Friday, April 8, 2016

Introduction and Preface

110 years After Henry Ryecroft, more or less


Introduction

My edition of The Private Papers of Henry Ryecroft, by George Gissing, is 293 pages long and printed in 1914 by Constable & Company LTD., London. The type is large and the line spacing is vast. It almost looks like the type was set by hand, the way we did it in printing shop back in junior high school in the ‘60s.


It isn’t a novel, but more like a modest sized collection of essays or reflections. Parts are quite enchanting. Parts are amazingly dated. Much is still of interest to someone with similar literary or historical interests, though, in all honesty, I can think of very few people I would recommend it to. And yet...


My plan here is to take excerpts from this antique, and never very popular book, that will in some cases be quite lengthy.  (I’m assuming it is in the public domain by now, and in any case I can’t imagine Gissing minding this affectionate use of his prose). I will also include a link to the complete work online Here. Or Here for the work divided into sections, as I've done. And see here for a particularly nice version.

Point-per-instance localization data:

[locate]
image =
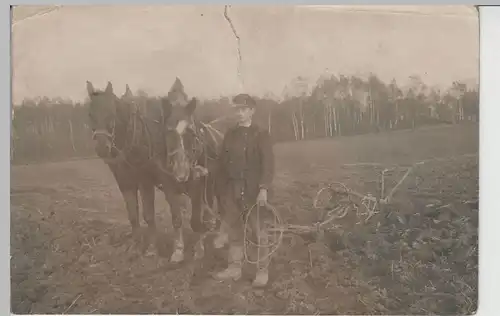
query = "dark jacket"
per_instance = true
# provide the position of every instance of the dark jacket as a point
(246, 162)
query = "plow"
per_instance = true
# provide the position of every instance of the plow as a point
(333, 202)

§ **Task 1**: Rewrite the paragraph of the introduction that begins "My edition of The Private Papers of Henry Ryecroft" as a short bulleted list, keeping its main facts.
§ **Task 2**: Reproduce the stretch of the introduction from "Friday, April 8, 2016" through "to. And yet...", substituting "sketches" for "essays".
The data has no connection to the introduction.

§ **Answer section 1**:
- The edition of The Private Papers of Henry Ryecroft, by George Gissing, runs 293 pages.
- It was printed in 1914 by Constable & Company LTD., London.
- The type is large and the line spacing is vast.
- The type almost looks hand-set, like the printing done in a junior high school shop in the '60s.

§ **Answer section 2**:
Friday, April 8, 2016

Introduction and Preface

110 years After Henry Ryecroft, more or less


Introduction

My edition of The Private Papers of Henry Ryecroft, by George Gissing, is 293 pages long and printed in 1914 by Constable & Company LTD., London. The type is large and the line spacing is vast. It almost looks like the type was set by hand, the way we did it in printing shop back in junior high school in the ‘60s.


It isn’t a novel, but more like a modest sized collection of sketches or reflections. Parts are quite enchanting. Parts are amazingly dated. Much is still of interest to someone with similar literary or historical interests, though, in all honesty, I can think of very few people I would recommend it to. And yet...